* Liste des tâches:
- A) D'après le texte sur la place dans la vie et dans la société, quelle erreur commettent beaucoup d'adolescents, mais aussi d'adultes ?
- B) Poursuivez, s'il vous plaît, le texte sur la place dans la vie et dans la société à partir de sa dernière phrase.

* Extrait de page:
□ □ □ □

Ne pas montrer mes peurs, ne pas crier mes colères face aux injustices, ne pas montrer ma tristesse,… Etre d’humeur toujours égale, ne pas faire de vague… suivre le troupeau… ne pas être ce mouton noir qu’on évince parce qu’il ne ressemble pas aux autres…

Des efforts et une énergie monstrueuse dépensés à être comme une petite fille doit être….pour être aimée.

Adolescente, ces efforts et cette énergie à être la personne qu’on attend qu’une jeune fille soit, j’ai continué à les déployer, mais ce n’était plus seulement pour qu’on m’aime, mais aussi et encore plus fortement pour ne pas être rejetée du système ou ne pas y avoir ma place.

A l’adolescence, je pense que la question que nombre de jeunes se posent est: y a-t-il un place pour moi dans cette vie? Et c’est là que la réponse que l’adolescent(e) va apporter, va être cruciale pour sa vie future.

En répondant à cette question, je pense que l’erreur que font beaucoup d’ados, mais d’adultes aussi, est de confondre:

Avoir une place dans la vie et Avoir une place dans la société

Lorsqu’on pense que pour avoir une place dans la vie, il faut avoir une place dans la société, nous allons tout faire pour répondre aux exigences de la société, de sorte à nous assurer une place en son sein et par là une place dans la vie.

Alors que lorsque l’on comprends que pour avoir une place dans la vie, il n’y a pas besoin d’occuper une « place standardisée et conforme aux normes de la société », alors on change complétement de perspective et au lieu de tout faire pour se conformer à ce qui est « bien vu » dans notre société, nous faisons ou plutôt nous devenons qui nous sommes: nous prenons cette place dans la vie qui nous permettra d’avoir notre place dans la société.

Adolescente, j’ai cru que pour avoir le droit de vivre, il fallait avoir une place dans la société et que pour avoir une place dans la société, il fallait faire comme on me disait: comme mes parents me disaient, comme les enseignements me disaient, comme les autorités me disaient….

J’avais tellement peur d’être rejetée et de ne pas avoir de place dans ce monde, que j’étais prête à tout pour qu’on m’accepte dans ce « cercle d’élus » qui vivent une vie heureuse dans le système social.

□ □ □ □

* Données:

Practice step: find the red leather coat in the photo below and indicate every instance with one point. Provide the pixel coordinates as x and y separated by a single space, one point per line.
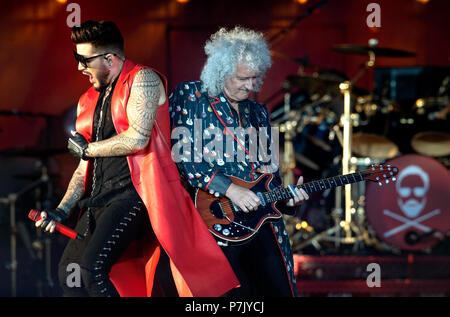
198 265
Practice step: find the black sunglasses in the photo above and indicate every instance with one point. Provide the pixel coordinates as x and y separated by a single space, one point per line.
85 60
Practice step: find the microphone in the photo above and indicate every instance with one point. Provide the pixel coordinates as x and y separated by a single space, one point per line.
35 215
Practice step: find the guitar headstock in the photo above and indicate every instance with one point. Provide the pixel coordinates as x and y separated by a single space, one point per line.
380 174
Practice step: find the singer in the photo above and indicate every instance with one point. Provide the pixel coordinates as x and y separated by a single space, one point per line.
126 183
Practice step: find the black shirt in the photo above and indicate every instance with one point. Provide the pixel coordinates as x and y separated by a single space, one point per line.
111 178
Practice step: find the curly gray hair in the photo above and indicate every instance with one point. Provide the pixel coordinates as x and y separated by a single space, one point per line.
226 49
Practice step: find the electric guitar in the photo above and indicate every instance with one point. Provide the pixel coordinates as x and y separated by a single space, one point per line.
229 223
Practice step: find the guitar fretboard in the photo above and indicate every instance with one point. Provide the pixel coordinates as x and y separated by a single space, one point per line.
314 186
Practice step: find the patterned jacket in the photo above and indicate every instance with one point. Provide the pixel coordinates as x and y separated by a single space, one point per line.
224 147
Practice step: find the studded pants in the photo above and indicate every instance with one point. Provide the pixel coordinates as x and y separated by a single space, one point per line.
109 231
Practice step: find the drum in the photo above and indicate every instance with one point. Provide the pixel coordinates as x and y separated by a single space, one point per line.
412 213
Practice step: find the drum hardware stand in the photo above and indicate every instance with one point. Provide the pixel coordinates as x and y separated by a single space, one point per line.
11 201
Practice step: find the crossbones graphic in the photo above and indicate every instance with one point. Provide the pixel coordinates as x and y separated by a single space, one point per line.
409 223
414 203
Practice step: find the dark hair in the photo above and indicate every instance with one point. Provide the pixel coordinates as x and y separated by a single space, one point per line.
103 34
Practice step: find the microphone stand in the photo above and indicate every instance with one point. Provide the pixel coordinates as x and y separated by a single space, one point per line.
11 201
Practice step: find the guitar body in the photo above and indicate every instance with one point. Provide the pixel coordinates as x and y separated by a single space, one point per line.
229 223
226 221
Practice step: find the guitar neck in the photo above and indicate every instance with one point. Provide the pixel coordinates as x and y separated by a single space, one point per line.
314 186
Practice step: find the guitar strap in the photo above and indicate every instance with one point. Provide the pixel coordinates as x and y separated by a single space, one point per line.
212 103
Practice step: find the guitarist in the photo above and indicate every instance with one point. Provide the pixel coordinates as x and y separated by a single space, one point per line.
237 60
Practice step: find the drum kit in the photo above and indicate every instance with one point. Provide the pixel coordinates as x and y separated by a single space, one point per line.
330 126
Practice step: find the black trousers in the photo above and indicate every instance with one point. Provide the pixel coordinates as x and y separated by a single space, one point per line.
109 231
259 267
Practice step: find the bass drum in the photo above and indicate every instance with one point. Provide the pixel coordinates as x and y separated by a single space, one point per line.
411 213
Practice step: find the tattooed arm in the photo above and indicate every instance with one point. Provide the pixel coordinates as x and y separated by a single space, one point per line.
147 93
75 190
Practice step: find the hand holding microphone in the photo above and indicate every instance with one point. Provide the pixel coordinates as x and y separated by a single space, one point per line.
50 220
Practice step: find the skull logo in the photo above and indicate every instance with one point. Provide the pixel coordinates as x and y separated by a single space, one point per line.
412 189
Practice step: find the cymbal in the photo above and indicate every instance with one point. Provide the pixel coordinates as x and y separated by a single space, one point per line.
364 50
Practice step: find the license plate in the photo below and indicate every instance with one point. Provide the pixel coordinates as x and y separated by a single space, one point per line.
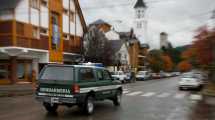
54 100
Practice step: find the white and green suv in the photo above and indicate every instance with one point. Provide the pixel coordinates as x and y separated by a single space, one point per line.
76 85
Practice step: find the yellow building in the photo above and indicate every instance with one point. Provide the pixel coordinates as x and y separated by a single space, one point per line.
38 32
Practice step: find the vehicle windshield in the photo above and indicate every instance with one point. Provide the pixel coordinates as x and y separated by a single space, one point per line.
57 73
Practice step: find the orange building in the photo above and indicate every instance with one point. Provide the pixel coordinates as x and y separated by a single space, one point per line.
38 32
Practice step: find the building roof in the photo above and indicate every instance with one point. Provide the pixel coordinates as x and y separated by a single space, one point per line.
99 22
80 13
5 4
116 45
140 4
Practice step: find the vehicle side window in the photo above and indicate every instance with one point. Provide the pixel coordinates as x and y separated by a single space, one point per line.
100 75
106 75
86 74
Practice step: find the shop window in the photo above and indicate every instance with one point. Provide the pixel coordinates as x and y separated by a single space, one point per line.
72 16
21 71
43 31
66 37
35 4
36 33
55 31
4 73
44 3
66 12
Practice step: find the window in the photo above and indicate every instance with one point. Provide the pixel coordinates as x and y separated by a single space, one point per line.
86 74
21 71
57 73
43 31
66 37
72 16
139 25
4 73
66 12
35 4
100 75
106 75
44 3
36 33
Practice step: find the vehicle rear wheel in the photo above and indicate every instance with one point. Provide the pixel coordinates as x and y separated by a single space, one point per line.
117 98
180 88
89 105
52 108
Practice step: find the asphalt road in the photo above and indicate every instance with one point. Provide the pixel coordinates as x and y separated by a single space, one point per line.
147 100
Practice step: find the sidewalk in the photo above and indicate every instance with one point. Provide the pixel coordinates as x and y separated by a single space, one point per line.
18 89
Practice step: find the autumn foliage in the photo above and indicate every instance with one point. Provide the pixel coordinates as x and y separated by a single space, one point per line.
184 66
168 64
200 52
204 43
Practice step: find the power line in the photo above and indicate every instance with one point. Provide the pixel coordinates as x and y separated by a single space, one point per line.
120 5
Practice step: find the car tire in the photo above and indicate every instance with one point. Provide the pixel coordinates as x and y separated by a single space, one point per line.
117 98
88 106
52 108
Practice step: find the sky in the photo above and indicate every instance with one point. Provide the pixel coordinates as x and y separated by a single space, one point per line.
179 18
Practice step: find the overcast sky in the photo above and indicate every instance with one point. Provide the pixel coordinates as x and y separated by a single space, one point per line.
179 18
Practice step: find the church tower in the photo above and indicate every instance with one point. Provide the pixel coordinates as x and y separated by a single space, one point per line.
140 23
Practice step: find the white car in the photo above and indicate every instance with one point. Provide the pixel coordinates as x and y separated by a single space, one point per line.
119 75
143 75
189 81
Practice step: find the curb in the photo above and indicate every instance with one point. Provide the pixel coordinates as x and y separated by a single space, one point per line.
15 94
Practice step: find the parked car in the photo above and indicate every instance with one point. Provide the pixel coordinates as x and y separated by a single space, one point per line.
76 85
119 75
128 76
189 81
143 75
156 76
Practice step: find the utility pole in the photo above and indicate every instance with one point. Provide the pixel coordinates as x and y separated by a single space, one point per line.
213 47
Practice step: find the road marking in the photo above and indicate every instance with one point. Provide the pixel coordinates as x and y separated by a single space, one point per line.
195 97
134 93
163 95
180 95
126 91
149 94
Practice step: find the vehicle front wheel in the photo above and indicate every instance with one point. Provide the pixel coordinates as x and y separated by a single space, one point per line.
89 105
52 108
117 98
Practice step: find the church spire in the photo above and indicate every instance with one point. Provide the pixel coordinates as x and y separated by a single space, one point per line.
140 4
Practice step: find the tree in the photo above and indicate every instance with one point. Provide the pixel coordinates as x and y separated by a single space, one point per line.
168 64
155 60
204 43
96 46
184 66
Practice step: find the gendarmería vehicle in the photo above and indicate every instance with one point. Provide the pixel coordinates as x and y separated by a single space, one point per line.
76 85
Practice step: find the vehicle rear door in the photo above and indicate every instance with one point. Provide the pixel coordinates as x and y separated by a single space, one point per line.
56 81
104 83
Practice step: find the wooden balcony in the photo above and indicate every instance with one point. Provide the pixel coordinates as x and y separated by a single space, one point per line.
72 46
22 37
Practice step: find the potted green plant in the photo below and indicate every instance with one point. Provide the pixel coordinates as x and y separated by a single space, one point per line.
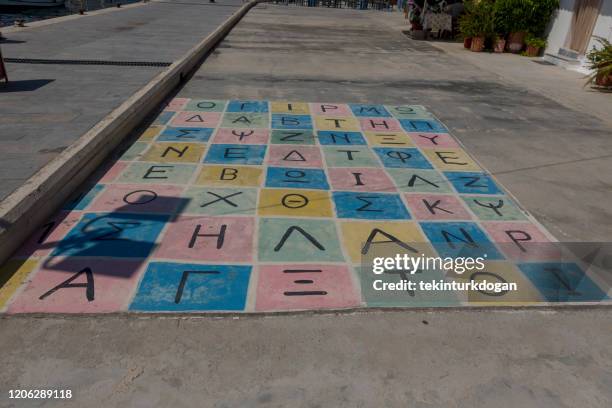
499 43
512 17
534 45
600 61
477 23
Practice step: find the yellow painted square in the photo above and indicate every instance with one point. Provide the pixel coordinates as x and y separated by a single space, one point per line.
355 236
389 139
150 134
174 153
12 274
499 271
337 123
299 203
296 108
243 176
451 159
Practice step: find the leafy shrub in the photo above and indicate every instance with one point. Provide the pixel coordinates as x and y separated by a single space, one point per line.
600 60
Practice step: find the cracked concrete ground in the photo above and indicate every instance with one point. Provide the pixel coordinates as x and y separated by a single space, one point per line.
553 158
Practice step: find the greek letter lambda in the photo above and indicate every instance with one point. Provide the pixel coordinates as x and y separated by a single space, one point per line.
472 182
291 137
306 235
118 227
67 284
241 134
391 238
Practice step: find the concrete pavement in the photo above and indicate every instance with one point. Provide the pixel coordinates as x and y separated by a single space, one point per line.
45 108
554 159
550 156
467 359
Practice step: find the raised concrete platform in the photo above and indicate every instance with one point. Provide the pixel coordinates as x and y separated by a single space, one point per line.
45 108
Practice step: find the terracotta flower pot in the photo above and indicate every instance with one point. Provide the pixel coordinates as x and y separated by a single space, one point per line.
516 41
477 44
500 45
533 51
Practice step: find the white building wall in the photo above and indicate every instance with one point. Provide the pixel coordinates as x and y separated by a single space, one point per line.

□ □ □ □

* Réponses par tâche:
- A) Ils confondent avoir une place dans la vie et avoir une place dans la société.

- B)
Mais le stress engendré par les années passées à réprimer ma vraie nature, à me conformer aux règles et à suivre le chemin sans joie que la société avait tracé pour les jeunes filles m’a rattrapé et épuisé.

Au gymnase (lycée), je n’arrivais plus à donner le change. Je n’arrivais plus à être celle qu’on attendait que je sois….

Pour réussir un parcours scolaire « sans faute » (la faute étant définie ici comme l’échec scolaire ou la non obtention du diplôme: chose qui est très très mal considéré dans la société), j’avais petit à petit mis de côté les derniers éléments de soupape qui me permettaient de gérer l’énorme stress engendré par la pression à la conformité. Enlever mes derniers moyens de m’évader et d’être moi-même, a été l’élément de conformisme de trop. Les vannes ont commencé à sauter! C’est comme si les coutures de l’habit de conformité que j’avais enfilé depuis mon enfance étaient en train de sauter!!!

Mon « habit de conformité » allait exploser et tout le monde allait voir que je n’étais pas comme eux, que j’étais un imposteur qui tentait tant bien que mal de cacher son anormalité et son incapacité à faire comme tout le monde sous un habit de normalité trafiqué de toutes pièces.

L’énergie et les efforts déployés pour cacher ma vraie nature et pour maintenir les apparences étaient tels que le soir, en rentrant chez moi, je m’effondrais littéralement….

Je commençais à fortement angoisser à l’idée que les gens réalisent que je n’étais qu’un imposteur incapable de faire comme tout le monde. Je déprimais à l’idée de ne pas savoir comment j’allais faire pour vivre toute ma vie avec cette pression trop forte: comment allais-je trouver, tous les jours, pendant encore au moins 60 ans, l’énergie pour donner le change et me conformer à ce que la société attend d’un individu qui aspire à vivre heureux en son sein?

A la fin de l’adolescence, j’étais épuisée par cette quête sans relâche de ma place dans la société. J’angoissais et je déprimais à l’idée de ne pas avoir ce que je considérais comme le précieux sésame pour mériter d’être en vie: pour moi si je n’arrivais pas à trouver et obtenir une place dans la société, je n’avais pas ma place dans cette vie, dans ce monde…

La pensée du suicide à l’adolescence…. je pense qu’elle vient souvent de là: de cette idée que si on n’arrive pas à se conformer ou à justifier notre utilité pour la société, alors on n’a pas sa place dans la vie.

Cette idée, je le sais maintenant, est complétement fausse: ce n’est pas parce qu’on n’est pas à la place à laquelle la société voudrait qu’on soit, qu’on n’a pas le droit de vivre. La société, c’est juste un ensemble de règles qui dictent comment un groupe d’humains a décidé de fonctionner ensemble. Si on a envie de fonctionner autrement, on a le « droit » et je dirais, on en a même le « devoir ».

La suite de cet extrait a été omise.